### [What to produce]
Report every line below that holds the word "sleeve".

### [Records for this task]
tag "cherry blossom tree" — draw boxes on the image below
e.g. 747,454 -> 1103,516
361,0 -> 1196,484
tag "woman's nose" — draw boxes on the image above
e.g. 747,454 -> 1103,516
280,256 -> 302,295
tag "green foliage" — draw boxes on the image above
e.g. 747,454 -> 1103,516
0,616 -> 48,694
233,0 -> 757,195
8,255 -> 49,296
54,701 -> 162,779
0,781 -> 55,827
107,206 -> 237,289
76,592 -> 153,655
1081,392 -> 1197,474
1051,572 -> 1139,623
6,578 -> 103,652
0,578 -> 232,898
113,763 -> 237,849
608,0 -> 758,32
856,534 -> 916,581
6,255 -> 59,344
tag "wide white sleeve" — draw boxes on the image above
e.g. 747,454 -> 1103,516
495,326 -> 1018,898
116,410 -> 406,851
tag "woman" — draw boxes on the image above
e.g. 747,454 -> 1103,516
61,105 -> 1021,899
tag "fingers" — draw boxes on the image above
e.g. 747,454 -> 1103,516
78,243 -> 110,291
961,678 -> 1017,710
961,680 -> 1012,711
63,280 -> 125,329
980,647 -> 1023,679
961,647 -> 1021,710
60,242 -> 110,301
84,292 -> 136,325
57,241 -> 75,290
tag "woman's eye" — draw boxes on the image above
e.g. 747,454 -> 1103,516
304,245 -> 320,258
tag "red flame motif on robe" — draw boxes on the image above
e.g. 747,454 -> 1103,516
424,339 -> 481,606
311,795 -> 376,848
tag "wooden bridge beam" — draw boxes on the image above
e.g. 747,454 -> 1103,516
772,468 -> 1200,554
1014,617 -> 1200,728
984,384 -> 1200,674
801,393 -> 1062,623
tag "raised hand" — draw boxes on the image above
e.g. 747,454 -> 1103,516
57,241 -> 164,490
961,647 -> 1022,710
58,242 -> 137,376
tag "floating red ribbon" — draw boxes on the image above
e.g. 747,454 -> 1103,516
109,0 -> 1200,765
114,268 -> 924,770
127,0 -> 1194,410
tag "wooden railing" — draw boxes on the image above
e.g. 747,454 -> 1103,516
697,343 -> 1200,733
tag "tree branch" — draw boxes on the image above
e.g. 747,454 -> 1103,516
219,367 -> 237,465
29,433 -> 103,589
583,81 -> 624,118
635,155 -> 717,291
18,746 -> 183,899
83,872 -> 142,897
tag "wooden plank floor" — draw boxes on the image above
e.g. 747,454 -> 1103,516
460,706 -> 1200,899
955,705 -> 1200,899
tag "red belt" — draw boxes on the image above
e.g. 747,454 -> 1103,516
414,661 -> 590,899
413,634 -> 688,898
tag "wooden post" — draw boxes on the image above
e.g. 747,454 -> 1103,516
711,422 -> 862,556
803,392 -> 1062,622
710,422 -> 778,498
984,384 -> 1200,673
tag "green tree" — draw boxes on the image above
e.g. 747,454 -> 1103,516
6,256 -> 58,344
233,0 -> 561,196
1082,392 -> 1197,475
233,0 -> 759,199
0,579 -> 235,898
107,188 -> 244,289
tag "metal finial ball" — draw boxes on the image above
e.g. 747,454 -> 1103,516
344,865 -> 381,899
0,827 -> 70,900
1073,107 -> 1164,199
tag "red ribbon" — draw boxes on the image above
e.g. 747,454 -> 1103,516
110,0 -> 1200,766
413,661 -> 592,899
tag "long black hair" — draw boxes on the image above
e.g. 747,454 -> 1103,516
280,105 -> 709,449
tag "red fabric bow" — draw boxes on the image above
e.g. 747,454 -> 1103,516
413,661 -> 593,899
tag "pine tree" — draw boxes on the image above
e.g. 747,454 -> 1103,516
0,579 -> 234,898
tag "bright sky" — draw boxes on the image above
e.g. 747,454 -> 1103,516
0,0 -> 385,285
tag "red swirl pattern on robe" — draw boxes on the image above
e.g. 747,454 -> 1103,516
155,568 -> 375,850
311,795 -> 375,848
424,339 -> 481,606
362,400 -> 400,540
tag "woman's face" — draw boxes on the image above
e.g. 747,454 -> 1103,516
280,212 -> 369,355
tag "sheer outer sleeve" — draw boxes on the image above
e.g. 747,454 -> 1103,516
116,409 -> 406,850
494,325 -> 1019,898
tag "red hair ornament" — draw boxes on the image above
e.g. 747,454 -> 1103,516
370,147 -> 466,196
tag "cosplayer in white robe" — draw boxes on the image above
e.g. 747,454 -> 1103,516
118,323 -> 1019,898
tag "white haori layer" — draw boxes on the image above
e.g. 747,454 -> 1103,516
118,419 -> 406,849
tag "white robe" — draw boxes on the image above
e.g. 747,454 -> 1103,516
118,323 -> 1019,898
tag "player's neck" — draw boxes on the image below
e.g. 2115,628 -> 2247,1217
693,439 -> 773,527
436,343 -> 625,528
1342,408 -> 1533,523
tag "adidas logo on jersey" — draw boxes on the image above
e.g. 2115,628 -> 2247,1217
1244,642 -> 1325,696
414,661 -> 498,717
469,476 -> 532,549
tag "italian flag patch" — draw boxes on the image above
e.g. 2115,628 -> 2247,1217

### [Reply]
tag "wide white sleeve" — draw boxes on the image above
tag "sheer outer sleeve" — draw boxes on the image above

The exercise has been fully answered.